Despite 2020 seeing providers and institutions hurriedly creating alternatives to their scheduled face to face fieldwork events, the response from the teaching community has been amazing, with many learning new skills, delivering in different ways and using technology to tackle some of the pedagogic challenges that fieldwork poses. The showcase provided a much-needed opportunity to break out of our individual silos, share successes and discuss challenges.

This was my first Enhancing Fieldwork Showcase, and it was scheduled perfectly, I have recently left my job at the Field Studies Council to embark on a funded PhD researching the benefits of the virtual world to enhance fieldwork. The showcase provided an opportunity for me to reflect upon FSC’s 2020 #fieldworklive but also to look ahead to my research.  The following are some of the highlights and key points I took from the day. 

  • Social Connectivity

There is often a view that teamwork and co-operation is missing in virtual fieldwork, but many of the #fieldworkfix’s presented shared methods of creating opportunities for ‘peer to peer’ and ‘facilitator to learner’ interaction. 

I liked how the simple design structure shared within Lesley Batty and Joe Berry’s talk from the University of Birmingham virtual fieldwork  provided a daily fieldwork experience with 3 distinct stages ‘prep-doing-reflection’. The collaborative briefings and daily release of VLE content simulated the daily structure of a traditional residential fieldcourse.

[STORED ROWS]
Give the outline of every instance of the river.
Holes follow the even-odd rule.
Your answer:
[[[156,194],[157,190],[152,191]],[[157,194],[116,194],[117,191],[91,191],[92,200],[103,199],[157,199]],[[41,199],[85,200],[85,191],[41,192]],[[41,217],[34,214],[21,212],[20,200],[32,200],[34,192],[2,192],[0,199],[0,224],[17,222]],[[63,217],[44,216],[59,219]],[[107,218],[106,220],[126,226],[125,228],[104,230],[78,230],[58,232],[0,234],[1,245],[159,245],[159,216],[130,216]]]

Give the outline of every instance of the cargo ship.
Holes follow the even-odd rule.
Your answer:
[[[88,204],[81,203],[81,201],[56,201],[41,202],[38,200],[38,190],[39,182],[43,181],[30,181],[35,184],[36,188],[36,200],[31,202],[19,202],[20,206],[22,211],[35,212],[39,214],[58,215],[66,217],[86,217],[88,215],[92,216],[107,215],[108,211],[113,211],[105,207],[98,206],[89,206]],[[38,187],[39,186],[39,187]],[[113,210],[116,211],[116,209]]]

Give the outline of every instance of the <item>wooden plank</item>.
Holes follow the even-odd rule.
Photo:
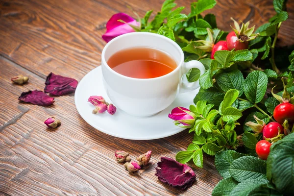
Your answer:
[[[0,87],[1,109],[15,114],[0,116],[1,122],[7,122],[9,118],[14,121],[4,123],[0,128],[1,191],[12,195],[182,193],[159,182],[154,175],[154,168],[161,156],[174,157],[179,149],[189,145],[192,136],[187,131],[166,139],[144,142],[113,138],[97,131],[81,119],[72,96],[56,98],[54,105],[48,107],[19,103],[17,98],[22,92],[42,89],[45,79],[3,57],[0,57],[0,65],[4,79],[1,80]],[[12,84],[9,79],[16,73],[28,75],[29,82],[24,86]],[[4,98],[8,97],[9,99]],[[53,131],[43,123],[44,120],[51,115],[57,116],[62,122]],[[133,159],[151,149],[152,163],[130,176],[123,165],[115,161],[115,149],[129,151]],[[213,162],[212,157],[205,156],[204,169],[190,164],[197,175],[197,185],[185,192],[185,195],[210,194],[220,179]]]

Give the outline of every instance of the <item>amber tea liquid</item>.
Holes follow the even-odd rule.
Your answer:
[[[153,78],[166,75],[177,65],[169,54],[150,48],[124,49],[113,54],[107,61],[119,74],[135,78]]]

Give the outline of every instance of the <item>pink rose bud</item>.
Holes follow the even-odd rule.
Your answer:
[[[110,103],[107,105],[107,112],[113,115],[116,112],[116,107],[113,105],[112,103]]]
[[[174,122],[176,125],[181,123],[184,125],[183,127],[191,128],[195,122],[196,115],[187,108],[178,107],[172,110],[169,118],[175,121]]]
[[[102,113],[107,109],[107,106],[105,103],[99,103],[95,107],[92,113],[93,114]]]
[[[135,161],[131,161],[129,163],[126,162],[124,164],[124,167],[126,170],[127,170],[129,172],[137,172],[138,170],[141,169],[141,167],[138,163]]]
[[[123,21],[124,23],[119,20]],[[140,23],[124,13],[119,13],[112,16],[106,24],[106,32],[102,38],[106,42],[113,38],[135,30],[130,25],[138,26],[140,28]]]
[[[152,151],[149,150],[148,152],[146,152],[145,154],[141,154],[137,158],[138,163],[140,166],[147,166],[149,163],[149,161],[150,161],[150,158],[151,158],[151,154],[152,153]]]
[[[102,96],[91,96],[88,99],[88,101],[93,104],[95,106],[98,104],[105,103],[105,99]]]
[[[117,161],[121,163],[129,162],[131,161],[131,158],[128,156],[129,154],[128,152],[126,152],[122,150],[117,150],[114,153]]]
[[[19,75],[11,78],[11,81],[14,83],[22,85],[24,84],[28,80],[28,77],[23,75]]]
[[[54,117],[51,117],[47,118],[44,123],[49,128],[55,128],[60,125],[61,122],[59,120],[55,119]]]

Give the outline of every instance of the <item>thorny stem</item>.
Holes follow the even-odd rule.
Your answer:
[[[259,110],[260,111],[261,111],[262,113],[263,113],[264,115],[266,115],[268,116],[269,117],[269,118],[270,118],[270,120],[271,121],[272,121],[273,122],[275,122],[275,121],[274,120],[273,120],[273,119],[272,118],[271,118],[271,117],[268,114],[267,114],[267,113],[266,112],[265,112],[261,108],[260,108],[259,107],[258,107],[257,106],[257,105],[255,104],[254,105],[254,107],[255,107],[255,108],[256,108],[256,109],[257,109],[258,110]]]
[[[276,29],[276,32],[274,34],[274,38],[273,39],[273,42],[272,42],[272,45],[271,45],[271,64],[272,66],[272,69],[277,74],[279,74],[279,71],[278,68],[277,67],[275,62],[274,62],[274,47],[275,46],[275,44],[277,42],[277,39],[278,39],[278,33],[279,33],[279,29],[281,27],[281,24],[282,24],[282,22],[279,23],[278,26],[277,26],[277,28]]]

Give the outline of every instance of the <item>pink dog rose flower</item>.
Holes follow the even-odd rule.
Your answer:
[[[112,115],[113,115],[116,112],[116,107],[113,105],[112,103],[110,103],[107,105],[107,112]]]
[[[90,96],[88,99],[88,101],[90,102],[95,106],[100,103],[106,104],[105,99],[104,99],[102,96]]]
[[[176,125],[181,123],[184,127],[191,128],[195,122],[196,116],[187,108],[178,107],[172,110],[171,114],[169,114],[169,118],[175,121],[174,123]]]
[[[102,113],[107,109],[107,106],[105,103],[99,103],[96,105],[92,112],[93,114]]]
[[[120,21],[121,20],[126,23]],[[110,18],[106,24],[106,32],[102,36],[102,38],[106,42],[109,42],[113,38],[121,35],[135,32],[129,24],[140,26],[140,23],[124,13],[119,13]]]

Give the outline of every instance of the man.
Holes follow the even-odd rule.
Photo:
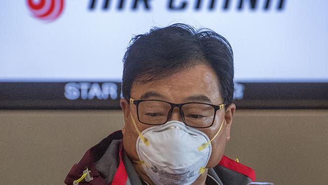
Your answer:
[[[123,59],[125,124],[89,149],[67,184],[246,184],[224,156],[236,107],[233,54],[208,29],[177,24],[136,36]]]

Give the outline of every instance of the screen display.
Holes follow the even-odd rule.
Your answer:
[[[327,7],[324,0],[3,1],[0,104],[117,108],[131,38],[176,23],[229,41],[237,107],[326,103]]]

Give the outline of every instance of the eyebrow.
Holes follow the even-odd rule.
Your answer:
[[[208,97],[203,95],[197,95],[189,97],[184,99],[184,100],[186,102],[200,102],[201,103],[206,103],[210,104],[213,104]]]
[[[153,91],[150,91],[147,92],[144,94],[142,95],[140,97],[140,99],[141,100],[148,99],[150,98],[153,98],[153,97],[159,98],[161,99],[165,98],[164,96],[160,95],[160,94]]]

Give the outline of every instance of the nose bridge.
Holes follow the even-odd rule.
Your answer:
[[[177,120],[183,122],[182,120],[182,115],[180,114],[181,106],[179,104],[172,104],[172,111],[169,121]]]

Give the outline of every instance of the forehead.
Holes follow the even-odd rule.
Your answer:
[[[191,101],[191,97],[198,97],[198,102],[207,97],[214,104],[223,102],[217,75],[207,65],[196,65],[155,80],[144,82],[141,78],[137,81],[140,82],[134,82],[131,88],[131,96],[134,99],[181,103]]]

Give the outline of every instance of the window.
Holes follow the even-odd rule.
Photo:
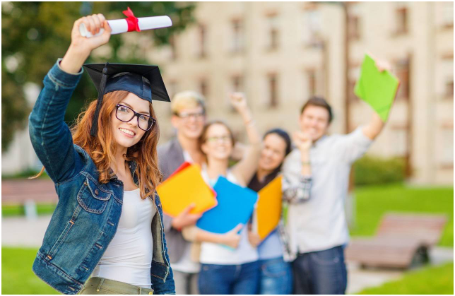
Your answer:
[[[233,92],[242,92],[243,90],[243,78],[236,75],[232,76],[231,89]]]
[[[406,156],[408,153],[408,127],[403,124],[391,126],[391,138],[394,141],[392,153],[394,156]]]
[[[169,45],[171,49],[171,59],[175,61],[177,59],[177,47],[175,45],[175,35],[172,35],[169,38]]]
[[[442,150],[439,156],[439,163],[442,167],[450,167],[454,165],[454,126],[446,124],[441,130]]]
[[[199,52],[198,56],[201,58],[206,56],[206,29],[204,25],[199,25],[198,26],[198,35],[199,35]]]
[[[396,76],[400,81],[397,99],[409,99],[409,90],[410,88],[409,81],[409,59],[400,60],[396,64]]]
[[[446,83],[446,97],[454,99],[454,78],[449,78]]]
[[[230,81],[230,91],[232,93],[236,93],[236,92],[244,92],[244,88],[243,88],[243,77],[242,77],[240,75],[235,75],[232,77],[231,81]],[[230,100],[229,101],[229,110],[232,112],[235,113],[237,111],[235,111],[235,108],[234,108],[234,106],[230,103]]]
[[[268,74],[268,104],[271,107],[276,107],[278,105],[278,78],[276,73]]]
[[[360,39],[360,18],[358,16],[349,17],[349,39],[358,40]]]
[[[267,17],[268,25],[268,37],[267,40],[267,48],[269,50],[275,50],[279,45],[278,18],[273,14]]]
[[[396,35],[406,34],[408,32],[408,8],[401,6],[396,8]]]
[[[208,83],[205,78],[202,78],[199,81],[199,93],[201,93],[206,99],[208,98]]]
[[[307,9],[304,15],[304,44],[310,47],[320,47],[321,37],[321,13],[316,8]]]
[[[349,39],[352,40],[358,40],[360,39],[360,11],[359,5],[353,2],[346,3],[345,5],[349,6],[349,17],[348,18],[348,26],[349,32]]]
[[[231,52],[234,53],[241,52],[243,50],[244,45],[243,22],[238,19],[232,20],[231,27],[232,29]]]
[[[309,97],[316,95],[316,71],[314,69],[308,69],[305,72],[307,74],[308,97]]]

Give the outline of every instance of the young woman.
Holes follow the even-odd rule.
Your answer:
[[[241,93],[235,93],[231,96],[231,102],[243,119],[249,146],[245,157],[229,168],[229,158],[235,144],[232,133],[222,122],[206,124],[200,138],[201,149],[207,160],[202,174],[211,186],[216,183],[218,177],[223,176],[232,183],[246,187],[254,174],[259,158],[261,139],[245,97]],[[201,242],[199,280],[201,294],[257,292],[259,276],[257,250],[248,241],[247,229],[242,226],[238,225],[224,235],[208,232],[195,227],[191,230],[184,229],[187,239]]]
[[[105,32],[83,37],[81,23]],[[158,67],[87,65],[97,87],[101,81],[98,100],[72,135],[64,122],[83,64],[110,32],[101,14],[74,23],[30,117],[32,143],[59,196],[32,269],[64,294],[174,294],[155,193],[160,133],[151,99],[169,100]]]
[[[299,146],[304,159],[309,158],[311,141],[305,136],[296,134],[295,142]],[[248,184],[250,189],[259,191],[273,180],[280,173],[281,165],[285,158],[291,151],[291,140],[285,131],[275,129],[267,131],[263,139],[261,158],[257,167],[257,172]],[[287,181],[283,179],[283,200],[284,203],[301,203],[309,197],[311,186],[309,166],[304,166],[305,176],[301,180],[298,188],[291,188]],[[258,252],[260,266],[259,291],[261,295],[287,295],[292,291],[292,266],[283,257],[289,260],[287,253],[289,250],[287,236],[283,229],[283,223],[273,230],[263,242],[259,236],[250,232],[249,239],[259,244]]]

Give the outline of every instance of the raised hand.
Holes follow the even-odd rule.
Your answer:
[[[86,38],[79,32],[79,25],[81,23],[92,34],[96,34],[101,28],[104,28],[105,31],[99,36]],[[78,73],[92,50],[107,43],[110,36],[111,28],[102,14],[93,14],[79,18],[73,25],[71,44],[60,63],[60,67],[68,73]]]
[[[79,32],[79,25],[83,23],[85,28],[90,31],[92,35],[97,34],[100,29],[104,28],[105,31],[99,36],[93,36],[91,38],[82,37]],[[81,49],[88,51],[88,52],[107,43],[111,37],[111,28],[109,26],[106,18],[101,14],[93,14],[92,16],[84,16],[74,22],[71,30],[71,45],[80,47]]]
[[[243,93],[233,93],[230,95],[230,102],[237,112],[242,114],[248,110],[247,98]]]

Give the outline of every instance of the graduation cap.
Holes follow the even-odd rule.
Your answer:
[[[85,64],[83,65],[98,91],[98,100],[90,134],[95,136],[102,97],[114,90],[126,90],[143,100],[170,102],[158,66],[129,64]]]

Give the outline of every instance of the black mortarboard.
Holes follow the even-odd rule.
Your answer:
[[[129,64],[86,64],[84,66],[98,91],[98,101],[90,134],[96,136],[105,94],[114,90],[133,93],[141,99],[170,102],[158,66]]]

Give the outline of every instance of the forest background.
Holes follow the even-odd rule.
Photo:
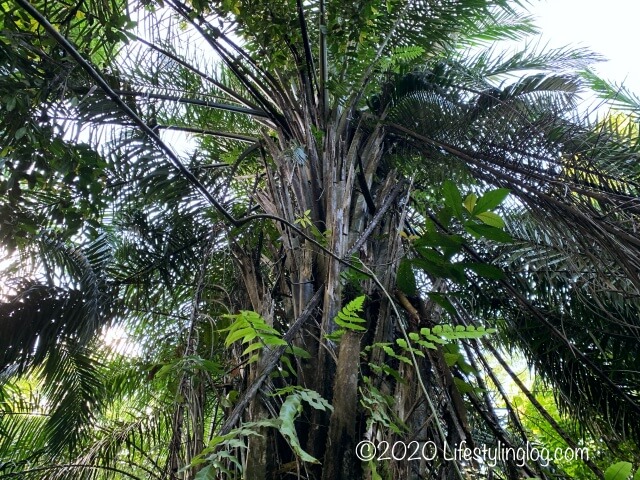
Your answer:
[[[0,2],[0,478],[640,477],[640,101],[534,33]]]

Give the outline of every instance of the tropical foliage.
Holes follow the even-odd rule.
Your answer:
[[[1,1],[0,478],[630,475],[640,102],[590,52],[492,49],[534,31],[507,0]],[[535,442],[594,458],[452,458]]]

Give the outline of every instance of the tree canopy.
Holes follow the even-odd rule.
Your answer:
[[[640,101],[533,33],[0,1],[0,478],[626,479]]]

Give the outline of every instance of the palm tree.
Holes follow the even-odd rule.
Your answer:
[[[446,456],[530,439],[491,358],[544,413],[502,347],[638,441],[637,135],[576,113],[593,55],[480,49],[533,30],[506,1],[15,5],[7,478],[483,478]]]

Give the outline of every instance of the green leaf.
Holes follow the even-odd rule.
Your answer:
[[[473,212],[477,199],[478,196],[475,193],[470,193],[467,195],[467,198],[464,199],[464,208],[466,208],[469,213]]]
[[[633,465],[629,462],[618,462],[611,465],[604,472],[605,480],[627,480],[631,475]]]
[[[473,215],[478,215],[478,213],[483,213],[487,210],[493,210],[507,198],[507,195],[509,195],[508,188],[497,188],[496,190],[485,192],[476,203],[472,212]]]
[[[491,280],[501,280],[504,278],[504,272],[498,267],[494,267],[493,265],[476,262],[465,263],[464,265],[469,270],[474,271],[479,276],[484,278],[489,278]]]
[[[510,243],[513,241],[511,235],[504,230],[501,230],[491,225],[482,225],[480,223],[467,223],[465,230],[476,238],[485,238],[487,240],[494,240],[500,243]]]
[[[442,194],[445,206],[450,208],[457,218],[462,218],[462,195],[456,184],[451,180],[445,180],[442,185]]]
[[[289,395],[282,404],[282,407],[280,407],[280,415],[278,416],[281,421],[279,428],[280,433],[282,433],[282,435],[288,440],[289,445],[291,445],[293,451],[300,457],[302,461],[309,463],[320,463],[316,458],[312,457],[302,449],[300,441],[298,440],[298,433],[296,432],[294,422],[301,412],[302,398],[300,397],[300,395],[295,393]]]
[[[27,134],[27,127],[20,127],[18,130],[16,130],[14,137],[16,140],[20,140],[26,134]]]
[[[476,215],[476,218],[487,225],[491,225],[496,228],[504,228],[504,220],[497,213],[482,212]]]
[[[444,354],[444,361],[447,364],[448,367],[453,367],[458,359],[460,358],[460,354],[459,353],[445,353]]]

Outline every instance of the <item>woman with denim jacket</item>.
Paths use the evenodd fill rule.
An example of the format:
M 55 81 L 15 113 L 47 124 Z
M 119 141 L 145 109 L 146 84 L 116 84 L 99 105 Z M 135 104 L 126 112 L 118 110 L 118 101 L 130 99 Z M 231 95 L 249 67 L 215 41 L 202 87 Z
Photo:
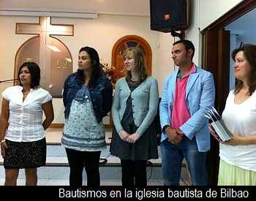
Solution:
M 102 118 L 112 105 L 112 86 L 102 72 L 98 53 L 92 48 L 79 50 L 78 69 L 66 80 L 63 91 L 65 125 L 61 143 L 70 167 L 69 185 L 99 186 L 99 160 L 105 148 Z
M 112 106 L 115 128 L 110 153 L 121 159 L 124 186 L 145 186 L 146 162 L 158 158 L 151 124 L 157 113 L 157 81 L 148 76 L 140 48 L 128 48 L 124 58 L 126 77 L 116 83 Z

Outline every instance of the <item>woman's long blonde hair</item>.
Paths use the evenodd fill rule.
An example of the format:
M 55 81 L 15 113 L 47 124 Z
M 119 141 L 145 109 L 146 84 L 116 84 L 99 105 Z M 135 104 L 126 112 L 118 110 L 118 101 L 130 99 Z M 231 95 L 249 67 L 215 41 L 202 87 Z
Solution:
M 135 60 L 135 71 L 139 82 L 142 82 L 148 77 L 148 69 L 146 66 L 144 53 L 141 49 L 137 47 L 129 48 L 124 53 L 124 59 L 132 57 Z M 129 79 L 132 77 L 131 72 L 125 71 L 125 76 Z

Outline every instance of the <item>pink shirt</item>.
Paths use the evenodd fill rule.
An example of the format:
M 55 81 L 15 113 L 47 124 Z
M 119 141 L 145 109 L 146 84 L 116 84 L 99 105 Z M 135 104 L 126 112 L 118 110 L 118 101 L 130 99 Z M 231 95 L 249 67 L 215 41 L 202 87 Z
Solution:
M 190 74 L 195 72 L 196 67 L 193 64 L 189 72 L 183 77 L 180 72 L 178 73 L 170 120 L 173 129 L 178 129 L 191 117 L 186 103 L 186 88 Z

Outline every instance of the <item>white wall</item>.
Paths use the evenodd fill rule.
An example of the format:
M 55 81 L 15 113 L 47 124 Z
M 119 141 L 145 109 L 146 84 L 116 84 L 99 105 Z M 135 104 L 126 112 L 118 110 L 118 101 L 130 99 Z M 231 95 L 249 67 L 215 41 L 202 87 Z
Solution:
M 14 76 L 15 56 L 18 48 L 31 35 L 15 34 L 15 23 L 38 23 L 37 18 L 0 16 L 0 80 Z M 52 23 L 73 24 L 74 37 L 58 36 L 69 49 L 73 58 L 73 71 L 77 70 L 78 53 L 81 47 L 91 46 L 99 52 L 101 58 L 111 63 L 111 51 L 115 42 L 126 35 L 138 35 L 145 39 L 152 50 L 152 76 L 159 81 L 162 91 L 164 77 L 170 73 L 170 34 L 150 30 L 149 17 L 99 15 L 97 19 L 54 18 Z M 159 59 L 161 57 L 161 59 Z M 170 65 L 171 66 L 171 65 Z M 161 70 L 159 70 L 161 69 Z M 11 86 L 0 85 L 0 93 Z M 1 102 L 1 100 L 0 103 Z M 61 99 L 53 99 L 55 124 L 64 123 L 64 107 Z
M 193 0 L 200 1 L 200 29 L 202 31 L 243 0 Z M 246 1 L 246 0 L 245 0 Z

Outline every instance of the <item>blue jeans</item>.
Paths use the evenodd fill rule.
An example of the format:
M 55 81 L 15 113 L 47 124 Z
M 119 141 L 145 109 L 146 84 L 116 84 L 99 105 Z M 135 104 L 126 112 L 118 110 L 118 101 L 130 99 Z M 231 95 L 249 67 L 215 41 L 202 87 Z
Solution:
M 178 186 L 181 164 L 184 158 L 187 161 L 192 184 L 207 185 L 206 152 L 198 151 L 194 137 L 190 140 L 184 137 L 178 145 L 173 145 L 165 139 L 161 143 L 162 166 L 165 186 Z

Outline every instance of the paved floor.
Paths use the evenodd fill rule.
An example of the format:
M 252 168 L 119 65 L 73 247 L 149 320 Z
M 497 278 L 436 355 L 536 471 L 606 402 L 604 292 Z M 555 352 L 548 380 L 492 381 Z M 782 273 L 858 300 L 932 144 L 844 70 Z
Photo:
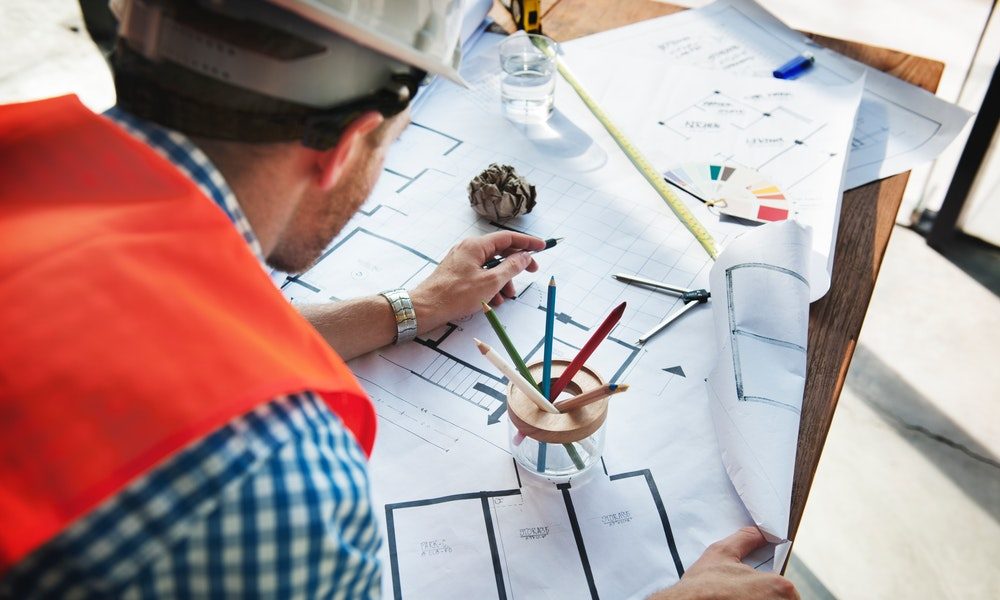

[PROBLEMS TO SOLVE]
1) According to the fieldwork showcase text, what three daily stages did the University of Birmingham virtual fieldwork use?
2) Please continue the fieldwork showcase text from where it stops.

[RESPONSES PER TASK]
1) Prep, doing, and reflection.

2)
The Open University’s Fieldcasts poster session shone light on the benefit of going live in virtual fieldwork. The ability for students to engage live with presenters showcased an authentic opportunity to develop problem-solving and decision-making skills. 

It was motivating to see that the informal interaction which occurs during fieldwork perhaps over lunch, or in the evening on a residential had not been forgotten. The introduction and trialing of High Fidelity  was an interesting look at how non-engineered social interactions could happen within an online fieldwork environment. 

  • Adapting to new technologies 

A central factor which often hinders the integration of new technologies is that technology leads the way and not pedagogy. The case studies shared within this showcase however, demonstrated how practitioners had looked to technology to support their teaching needs and had then developed the skills to utilize that technology effectively. 

It was refreshing to see how simple technologies had been used effectively by Judith Lock from the University of Southampton with students uploading photographs from field notebooks, providing a reflective learning opportunity for their students, with students sharing results of their 20 minute garden survey during lockdown. 

Addy Pope from ESRI demystified the use of GIS and ArcGIS StoryMaps to create virtual fieldwork, and it was great to see how others had used this to develop their own virtual fieldwork.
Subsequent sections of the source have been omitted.